== Çıkarılan Metin ==
Adı Ağrı Dağı! Ama Ağrı il merkezine gittiğinizde bu dağı göremezseniz, şaşırmayın. Zira kendisi Doğubayazıt (Ağrı ilinin ilçesi) ve Iğdır sokaklarında gezerken tüm heybetiyle ben buradayım, der. Dağın önemli bir kısmı, Iğdır sınırları içerisinde yer alır. Adeta iki kardeş gibi Büyük Ağrı ve Küçük Ağrı Dağları yana yana dururlar.
Türkiye’nin Çatısı olan Büyük Ağrı Dağı, deniz seviyesinden 5137 metre yüksekliğe sahiptir ve bu zirve noktası, Atatürk Zirvesi olarak adlandırılır. 3898 metre yüksekliğe sahip olan Küçük Ağrı Dağı’nın zirvesi ise İnönü Zirvesi olarak isimlendirilmiştir. Ağrı Dağı ve çevresi 2004 yılında Bakanlar Kurulu kararı ile Millî Park ilan edilmiştir. Burası, ülkemizin en büyük millî park alanıdır. İran tarafından baktığınızda Küçük Ağrı Dağı göze öyle heybetli görünür ki coğrafya bilgisi olmayan biri kolaylıkla Büyük Ağrı Dağı’nı gördüm, diye fotoğraf çekebilir… Bana bu heybetli oluşumların eteğinde 4 yıl yaşamak nasip oldu…
Bir öğretmen olarak atamam olacaktı. Tüm heyecanımla tercih yapmak için okul araştırıyor, dostlarıma danışıyordum. (Bilmem öylesine bir heyecanı bir daha yaşayabilecek miyim?) Tercihlerimi yapıp beklemeye koyuldum. Bir gece vakti telefonum çaldı. Karşıdaki ses bana, “Atamalar açıklandı! Bakmadın mı?” diyordu. Hemen baktım. İlk görev yerim, ilk heyecanım, ilk kalp ağrım Doğubayazıt idi… Atamam Şubat ayında gerçekleşmişti. Kış mevsiminde görev yerime gitmem epey meşakkatli oldu. Ağrı il merkezine geldiğimde soğuk havanın kalitesini tattım. Uzun süren bir yolculuk sonrasında -daha sonra ahbap olduğum bir halıcının arabasında- Doğubayazıt’a ulaştım. Ağrı il merkezinden Doğubayazıt’a giderken Ağrı Dağı yavaş yavaş göz kırpmaya başlar. Ben buradayım der ve bunu hissettirir. Yolculuk esnasında ziyadesiyle dağ manzarasını tattım; ama Ağrı Dağı’nın bendeki etkisi eskilerden ta çocukluğumdan gelir.
===
== Ham Veriler ==
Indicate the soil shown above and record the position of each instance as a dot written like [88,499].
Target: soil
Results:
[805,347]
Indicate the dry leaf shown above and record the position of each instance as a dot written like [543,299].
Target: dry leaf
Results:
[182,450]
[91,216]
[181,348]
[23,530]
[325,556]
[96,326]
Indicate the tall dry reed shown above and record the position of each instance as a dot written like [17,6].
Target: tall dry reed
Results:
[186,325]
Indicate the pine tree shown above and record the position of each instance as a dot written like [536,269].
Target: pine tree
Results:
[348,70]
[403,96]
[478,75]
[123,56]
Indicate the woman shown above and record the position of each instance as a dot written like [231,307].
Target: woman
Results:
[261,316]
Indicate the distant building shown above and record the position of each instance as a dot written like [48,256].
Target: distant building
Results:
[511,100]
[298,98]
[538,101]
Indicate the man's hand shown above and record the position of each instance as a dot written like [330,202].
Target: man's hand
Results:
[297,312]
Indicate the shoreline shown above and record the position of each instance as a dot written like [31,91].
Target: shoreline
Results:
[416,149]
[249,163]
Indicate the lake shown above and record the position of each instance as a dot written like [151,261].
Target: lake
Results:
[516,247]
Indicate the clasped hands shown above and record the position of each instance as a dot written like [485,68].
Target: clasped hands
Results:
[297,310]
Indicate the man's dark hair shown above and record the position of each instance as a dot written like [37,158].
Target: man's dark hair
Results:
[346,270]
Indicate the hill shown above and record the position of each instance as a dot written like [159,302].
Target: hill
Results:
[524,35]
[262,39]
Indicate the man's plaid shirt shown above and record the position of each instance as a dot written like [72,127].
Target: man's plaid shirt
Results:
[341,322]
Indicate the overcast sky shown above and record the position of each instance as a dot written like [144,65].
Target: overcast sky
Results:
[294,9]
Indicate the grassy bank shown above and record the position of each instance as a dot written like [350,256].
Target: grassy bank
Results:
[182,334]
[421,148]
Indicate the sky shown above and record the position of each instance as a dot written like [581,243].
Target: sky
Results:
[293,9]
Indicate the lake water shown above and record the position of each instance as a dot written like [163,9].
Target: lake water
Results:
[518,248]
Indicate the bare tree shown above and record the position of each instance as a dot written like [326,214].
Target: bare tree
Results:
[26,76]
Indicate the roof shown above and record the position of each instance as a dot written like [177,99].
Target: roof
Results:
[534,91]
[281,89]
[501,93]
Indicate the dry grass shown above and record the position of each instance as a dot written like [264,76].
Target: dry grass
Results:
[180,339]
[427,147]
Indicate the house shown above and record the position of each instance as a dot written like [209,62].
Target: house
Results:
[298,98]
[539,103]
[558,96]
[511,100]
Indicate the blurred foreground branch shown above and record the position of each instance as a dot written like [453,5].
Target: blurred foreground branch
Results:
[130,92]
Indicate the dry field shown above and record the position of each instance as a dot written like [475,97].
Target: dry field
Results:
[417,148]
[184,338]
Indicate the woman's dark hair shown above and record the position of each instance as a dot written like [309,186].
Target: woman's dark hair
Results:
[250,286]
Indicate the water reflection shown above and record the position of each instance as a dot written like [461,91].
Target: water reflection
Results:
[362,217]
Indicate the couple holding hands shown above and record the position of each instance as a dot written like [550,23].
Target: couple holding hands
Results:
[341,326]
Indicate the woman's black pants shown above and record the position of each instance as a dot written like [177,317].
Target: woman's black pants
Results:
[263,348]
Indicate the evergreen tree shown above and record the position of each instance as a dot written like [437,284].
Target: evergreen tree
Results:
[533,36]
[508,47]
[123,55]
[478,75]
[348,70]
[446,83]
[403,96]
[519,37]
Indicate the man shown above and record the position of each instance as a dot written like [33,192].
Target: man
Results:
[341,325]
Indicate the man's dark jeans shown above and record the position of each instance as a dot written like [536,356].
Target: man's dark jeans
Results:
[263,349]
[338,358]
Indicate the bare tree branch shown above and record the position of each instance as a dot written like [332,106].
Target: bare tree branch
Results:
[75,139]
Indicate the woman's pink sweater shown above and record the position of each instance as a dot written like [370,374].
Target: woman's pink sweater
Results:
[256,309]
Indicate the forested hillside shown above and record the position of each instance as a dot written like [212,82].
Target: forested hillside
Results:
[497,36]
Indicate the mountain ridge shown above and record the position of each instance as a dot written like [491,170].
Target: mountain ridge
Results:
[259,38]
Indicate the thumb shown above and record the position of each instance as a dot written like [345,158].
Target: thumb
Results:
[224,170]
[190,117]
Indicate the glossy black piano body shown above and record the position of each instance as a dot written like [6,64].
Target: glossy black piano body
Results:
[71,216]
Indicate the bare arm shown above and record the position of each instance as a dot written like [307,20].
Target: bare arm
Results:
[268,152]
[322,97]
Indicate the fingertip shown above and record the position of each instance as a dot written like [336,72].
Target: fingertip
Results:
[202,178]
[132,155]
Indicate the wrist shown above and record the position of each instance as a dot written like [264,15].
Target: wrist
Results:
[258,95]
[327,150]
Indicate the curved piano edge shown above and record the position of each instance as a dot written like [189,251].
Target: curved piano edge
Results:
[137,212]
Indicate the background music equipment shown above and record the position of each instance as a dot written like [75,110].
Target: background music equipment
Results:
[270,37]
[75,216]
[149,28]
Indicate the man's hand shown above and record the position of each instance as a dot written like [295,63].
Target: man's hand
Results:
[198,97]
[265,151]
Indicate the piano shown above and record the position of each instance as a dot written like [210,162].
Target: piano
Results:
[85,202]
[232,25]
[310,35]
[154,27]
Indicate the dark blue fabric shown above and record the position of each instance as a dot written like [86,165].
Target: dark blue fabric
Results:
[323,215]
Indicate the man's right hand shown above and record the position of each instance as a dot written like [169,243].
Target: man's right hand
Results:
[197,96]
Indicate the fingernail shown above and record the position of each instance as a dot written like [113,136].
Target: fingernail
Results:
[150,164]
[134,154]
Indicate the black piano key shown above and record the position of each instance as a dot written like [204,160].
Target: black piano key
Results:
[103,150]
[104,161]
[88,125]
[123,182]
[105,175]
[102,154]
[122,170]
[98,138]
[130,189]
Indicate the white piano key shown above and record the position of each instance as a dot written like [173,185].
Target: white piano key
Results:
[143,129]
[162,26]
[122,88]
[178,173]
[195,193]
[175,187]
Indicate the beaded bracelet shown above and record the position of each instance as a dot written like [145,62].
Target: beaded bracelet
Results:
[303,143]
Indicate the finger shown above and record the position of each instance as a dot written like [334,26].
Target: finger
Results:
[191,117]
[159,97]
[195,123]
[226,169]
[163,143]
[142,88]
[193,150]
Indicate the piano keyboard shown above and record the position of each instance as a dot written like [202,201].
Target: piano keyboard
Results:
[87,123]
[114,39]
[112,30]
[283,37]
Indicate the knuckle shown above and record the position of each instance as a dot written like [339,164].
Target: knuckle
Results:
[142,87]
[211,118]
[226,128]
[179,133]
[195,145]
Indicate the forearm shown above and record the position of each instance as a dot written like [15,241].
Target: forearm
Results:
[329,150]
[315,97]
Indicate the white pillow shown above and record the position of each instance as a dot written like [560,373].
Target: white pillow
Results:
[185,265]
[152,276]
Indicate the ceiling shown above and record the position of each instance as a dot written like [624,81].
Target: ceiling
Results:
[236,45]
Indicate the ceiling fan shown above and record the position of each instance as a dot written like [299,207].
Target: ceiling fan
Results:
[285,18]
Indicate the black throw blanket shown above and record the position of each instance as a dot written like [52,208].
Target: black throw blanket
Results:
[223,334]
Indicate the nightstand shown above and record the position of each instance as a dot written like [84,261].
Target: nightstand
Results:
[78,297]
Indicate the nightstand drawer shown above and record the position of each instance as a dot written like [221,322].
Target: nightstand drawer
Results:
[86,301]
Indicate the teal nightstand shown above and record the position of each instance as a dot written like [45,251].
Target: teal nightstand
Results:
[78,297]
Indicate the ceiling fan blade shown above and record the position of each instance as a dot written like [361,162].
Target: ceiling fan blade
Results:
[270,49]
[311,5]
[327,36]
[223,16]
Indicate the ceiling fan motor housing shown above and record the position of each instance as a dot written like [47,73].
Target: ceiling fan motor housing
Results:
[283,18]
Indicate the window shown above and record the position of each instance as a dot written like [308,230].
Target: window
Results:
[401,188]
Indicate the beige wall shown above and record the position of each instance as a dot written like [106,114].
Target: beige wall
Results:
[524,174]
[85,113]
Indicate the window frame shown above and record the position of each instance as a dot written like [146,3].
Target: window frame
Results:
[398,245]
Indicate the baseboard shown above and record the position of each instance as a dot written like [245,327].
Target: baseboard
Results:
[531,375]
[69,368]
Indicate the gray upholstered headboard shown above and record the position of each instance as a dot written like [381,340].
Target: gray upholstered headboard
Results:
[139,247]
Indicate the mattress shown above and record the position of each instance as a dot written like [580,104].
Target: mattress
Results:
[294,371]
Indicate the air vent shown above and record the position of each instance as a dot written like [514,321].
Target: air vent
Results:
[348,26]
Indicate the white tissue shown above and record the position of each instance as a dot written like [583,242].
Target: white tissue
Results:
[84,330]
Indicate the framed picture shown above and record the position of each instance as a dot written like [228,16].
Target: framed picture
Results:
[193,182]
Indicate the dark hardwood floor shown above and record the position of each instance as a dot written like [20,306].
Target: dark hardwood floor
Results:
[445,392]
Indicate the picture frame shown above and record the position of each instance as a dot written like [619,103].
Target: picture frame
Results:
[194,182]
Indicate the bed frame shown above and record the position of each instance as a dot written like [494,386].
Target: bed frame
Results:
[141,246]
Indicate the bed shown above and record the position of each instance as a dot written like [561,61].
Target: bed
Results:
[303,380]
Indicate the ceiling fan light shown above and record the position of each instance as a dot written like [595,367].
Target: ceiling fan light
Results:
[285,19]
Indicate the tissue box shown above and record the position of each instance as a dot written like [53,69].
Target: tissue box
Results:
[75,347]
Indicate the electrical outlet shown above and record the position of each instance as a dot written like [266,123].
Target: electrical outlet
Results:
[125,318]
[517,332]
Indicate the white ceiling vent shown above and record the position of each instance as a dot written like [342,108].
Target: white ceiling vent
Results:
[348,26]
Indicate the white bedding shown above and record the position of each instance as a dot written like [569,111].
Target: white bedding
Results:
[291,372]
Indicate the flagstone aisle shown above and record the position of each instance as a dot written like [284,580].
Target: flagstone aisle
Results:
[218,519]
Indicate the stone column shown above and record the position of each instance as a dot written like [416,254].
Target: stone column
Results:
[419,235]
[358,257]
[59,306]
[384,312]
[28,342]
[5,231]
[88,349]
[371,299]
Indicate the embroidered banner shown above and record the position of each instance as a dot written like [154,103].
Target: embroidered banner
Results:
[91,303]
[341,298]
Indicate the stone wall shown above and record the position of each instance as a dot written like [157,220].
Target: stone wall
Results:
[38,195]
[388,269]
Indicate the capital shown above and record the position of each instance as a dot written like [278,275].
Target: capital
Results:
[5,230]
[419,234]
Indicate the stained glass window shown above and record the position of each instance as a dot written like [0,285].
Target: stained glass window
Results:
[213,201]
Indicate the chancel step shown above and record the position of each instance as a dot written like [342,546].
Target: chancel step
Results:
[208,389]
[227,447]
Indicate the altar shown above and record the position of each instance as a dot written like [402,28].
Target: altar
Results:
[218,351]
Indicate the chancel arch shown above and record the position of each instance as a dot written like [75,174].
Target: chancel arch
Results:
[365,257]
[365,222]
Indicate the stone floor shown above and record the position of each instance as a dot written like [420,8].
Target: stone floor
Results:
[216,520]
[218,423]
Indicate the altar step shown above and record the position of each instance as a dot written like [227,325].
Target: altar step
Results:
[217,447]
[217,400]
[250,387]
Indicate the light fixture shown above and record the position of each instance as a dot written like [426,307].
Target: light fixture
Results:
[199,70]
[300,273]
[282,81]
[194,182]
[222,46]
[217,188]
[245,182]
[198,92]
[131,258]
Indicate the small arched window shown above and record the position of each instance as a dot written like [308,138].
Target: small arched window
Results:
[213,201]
===
→ **Yapılacak İşler**:
1 - Ağrı Dağı yazısında "Adı Ağrı Dağı!" ifadesinden "yana yana dururlar." ifadesine kadar olan bölümü olduğu gibi yineleyin.
2 - Ağrı Dağı yazısına göre şu soruları yanıtlayın:
(a) Büyük Ağrı Dağı'nın zirve noktasına ne ad verilir?
(b) Ağrı Dağı ve çevresi hangi yıl millî park ilan edilmiştir?
(c) Yazarın ilk görev yeri neresidir?
3 - Ağrı Dağı yazısının bir sonraki bölümünü, son cümlenin hemen ardından başlayarak yazın.
Kayıtların bu çalışmayla hiçbir ilgisi yoktur.

→ **Verilen Yanıtlar**:
1 -
Adı Ağrı Dağı! Ama Ağrı il merkezine gittiğinizde bu dağı göremezseniz, şaşırmayın. Zira kendisi Doğubayazıt (Ağrı ilinin ilçesi) ve Iğdır sokaklarında gezerken tüm heybetiyle ben buradayım, der. Dağın önemli bir kısmı, Iğdır sınırları içerisinde yer alır. Adeta iki kardeş gibi Büyük Ağrı ve Küçük Ağrı Dağları yana yana dururlar.

2 -
(a) Atatürk Zirvesi
(b) 2004
(c) Doğubayazıt

3 -
Küçükken izlediğim Türk Sineması filmlerinden etkilenirdim. Özellikle kış aylarında dışarıdaki oyun süremiz kısa olurdu ve evde televizyon karşısında vakit geçirirdik. Böyle bir kış ayında, öğle vakti bir film başladı. Filmin adı Ağrı Dağı Efsanesi ve başrollerde Fatma Girik ile Hakan Balamir oynuyor. İzlenebilir bir film… Son dönemlerde de birkaç kez izledim. Filmin hemen her sahnesinde arka planda Ağrı Dağı var. Ayrıca kahramanlar tarafından sürekli Ağrı Dağı’nın yüceliği, kutsallığı vurgulanıyor. Filmin sonunda da dağ parçalanıyor… Ayrıca pek çok sahnede engebeli ve karasallığı net bir şekilde belli olan araziler yer alıyor. O yaşlarda “Acaba burası gerçekten var mı?” diye düşünürdüm. Sonrasında filme kaynak olan Yaşar Kemal’in Ağrıdağı Efsanesi isimli romanını da okudum. Zaman ilerledi… Ortaokul yıllarımda sosyal bilgiler ders kitabında filmde gördüğüm sarayın fotoğrafını gördüm. İshak Paşa Sarayı… Karlar içimde bir coğrafyada tek başına bir saray… Doğubayazıt ilçesinin bir yanında Ağrı Dağı bir yanında İshak Paşa Sarayı yer alır. O yaşlarda etkisinde kaldığım unsurların bulunduğu bir yerleşim alanında öğretmenlik yapmak bambaşka duyguları da tattırdı bana.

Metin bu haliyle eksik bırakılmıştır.